┌─ EXTRACTED DATA

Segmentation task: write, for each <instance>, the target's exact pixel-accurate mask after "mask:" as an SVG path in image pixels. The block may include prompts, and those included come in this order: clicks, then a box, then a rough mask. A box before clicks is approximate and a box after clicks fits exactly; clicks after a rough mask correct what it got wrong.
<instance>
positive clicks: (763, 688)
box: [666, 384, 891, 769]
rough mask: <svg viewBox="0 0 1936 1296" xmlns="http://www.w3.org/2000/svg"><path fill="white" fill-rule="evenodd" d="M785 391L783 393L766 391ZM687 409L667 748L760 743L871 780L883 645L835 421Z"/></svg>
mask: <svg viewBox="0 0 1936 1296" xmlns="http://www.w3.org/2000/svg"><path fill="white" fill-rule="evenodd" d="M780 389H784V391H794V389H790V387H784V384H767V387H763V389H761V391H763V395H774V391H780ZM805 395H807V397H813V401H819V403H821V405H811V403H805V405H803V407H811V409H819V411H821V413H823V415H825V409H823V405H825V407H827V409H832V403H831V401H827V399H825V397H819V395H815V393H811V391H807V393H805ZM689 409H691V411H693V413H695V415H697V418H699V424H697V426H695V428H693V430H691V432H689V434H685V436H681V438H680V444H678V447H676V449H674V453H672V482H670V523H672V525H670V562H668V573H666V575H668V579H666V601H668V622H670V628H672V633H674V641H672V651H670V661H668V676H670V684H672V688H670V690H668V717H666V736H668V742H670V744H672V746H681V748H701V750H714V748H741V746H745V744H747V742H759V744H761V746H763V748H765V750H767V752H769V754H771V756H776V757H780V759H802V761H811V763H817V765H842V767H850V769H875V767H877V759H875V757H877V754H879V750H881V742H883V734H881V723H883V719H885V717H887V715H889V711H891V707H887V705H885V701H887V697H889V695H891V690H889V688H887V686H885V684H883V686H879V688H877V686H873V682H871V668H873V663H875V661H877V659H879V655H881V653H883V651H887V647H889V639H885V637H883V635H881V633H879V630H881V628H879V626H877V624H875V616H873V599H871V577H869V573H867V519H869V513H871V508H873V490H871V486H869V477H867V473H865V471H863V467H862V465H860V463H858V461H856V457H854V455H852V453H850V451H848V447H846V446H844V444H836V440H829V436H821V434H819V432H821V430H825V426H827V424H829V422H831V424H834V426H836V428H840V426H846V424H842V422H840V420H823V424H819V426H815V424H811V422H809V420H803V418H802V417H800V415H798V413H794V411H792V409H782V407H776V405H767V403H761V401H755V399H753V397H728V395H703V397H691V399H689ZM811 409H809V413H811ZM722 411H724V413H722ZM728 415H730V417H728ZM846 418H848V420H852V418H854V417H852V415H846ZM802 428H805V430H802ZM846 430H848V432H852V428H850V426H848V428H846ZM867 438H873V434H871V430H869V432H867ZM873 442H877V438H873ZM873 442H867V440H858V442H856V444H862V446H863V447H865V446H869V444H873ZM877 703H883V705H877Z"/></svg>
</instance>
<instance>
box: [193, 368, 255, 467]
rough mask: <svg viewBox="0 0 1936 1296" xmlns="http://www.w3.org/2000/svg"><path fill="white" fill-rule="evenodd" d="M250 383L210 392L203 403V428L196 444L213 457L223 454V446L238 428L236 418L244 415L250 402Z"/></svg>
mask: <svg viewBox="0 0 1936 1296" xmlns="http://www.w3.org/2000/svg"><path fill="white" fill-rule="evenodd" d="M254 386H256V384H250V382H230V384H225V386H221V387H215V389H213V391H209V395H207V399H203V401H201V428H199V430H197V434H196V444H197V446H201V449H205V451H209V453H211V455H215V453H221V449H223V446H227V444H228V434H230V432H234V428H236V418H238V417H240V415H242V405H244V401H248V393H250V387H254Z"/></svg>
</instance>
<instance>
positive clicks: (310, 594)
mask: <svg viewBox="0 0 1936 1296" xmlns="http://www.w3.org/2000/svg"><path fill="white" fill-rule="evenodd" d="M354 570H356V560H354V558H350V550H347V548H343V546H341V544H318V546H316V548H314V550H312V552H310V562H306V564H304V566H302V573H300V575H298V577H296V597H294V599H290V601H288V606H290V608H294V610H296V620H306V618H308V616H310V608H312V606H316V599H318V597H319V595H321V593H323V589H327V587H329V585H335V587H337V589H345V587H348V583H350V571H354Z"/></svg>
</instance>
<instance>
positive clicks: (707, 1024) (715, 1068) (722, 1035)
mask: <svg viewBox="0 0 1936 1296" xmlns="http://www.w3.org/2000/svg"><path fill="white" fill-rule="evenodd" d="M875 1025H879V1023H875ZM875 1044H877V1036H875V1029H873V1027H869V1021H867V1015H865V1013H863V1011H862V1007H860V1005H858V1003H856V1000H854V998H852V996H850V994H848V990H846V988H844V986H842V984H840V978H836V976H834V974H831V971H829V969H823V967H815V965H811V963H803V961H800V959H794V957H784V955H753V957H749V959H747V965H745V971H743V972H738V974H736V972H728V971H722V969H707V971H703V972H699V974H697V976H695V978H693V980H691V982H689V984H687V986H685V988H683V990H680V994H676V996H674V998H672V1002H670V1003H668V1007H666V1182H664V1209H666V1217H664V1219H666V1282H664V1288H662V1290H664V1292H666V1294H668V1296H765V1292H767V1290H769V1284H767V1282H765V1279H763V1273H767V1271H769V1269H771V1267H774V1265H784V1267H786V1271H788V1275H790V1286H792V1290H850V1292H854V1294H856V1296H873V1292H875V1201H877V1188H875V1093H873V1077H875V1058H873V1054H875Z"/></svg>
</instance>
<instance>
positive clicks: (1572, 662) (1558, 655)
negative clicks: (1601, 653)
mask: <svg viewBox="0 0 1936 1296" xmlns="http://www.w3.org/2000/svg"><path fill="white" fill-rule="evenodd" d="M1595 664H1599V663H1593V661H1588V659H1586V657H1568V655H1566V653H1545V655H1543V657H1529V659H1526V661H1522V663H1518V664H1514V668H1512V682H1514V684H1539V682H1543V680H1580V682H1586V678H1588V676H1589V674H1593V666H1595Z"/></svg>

└─

> _PROMPT_
Could you set down, word for word, every line from the start of the items through the line holding "box: [666, 384, 891, 769]", with that line included?

> _REPLY_
Segmentation task: write, for each <instance>, the target's exact pixel-accurate mask after "mask:" as an SVG path in image pixels. The block may include prompts, and those included come in this order: clicks, then a box, then a rough mask. A box before clicks is approximate and a box after clicks fits exactly; clicks after a rough mask correct what it got wrong.
<instance>
positive clicks: (763, 688)
box: [666, 384, 891, 769]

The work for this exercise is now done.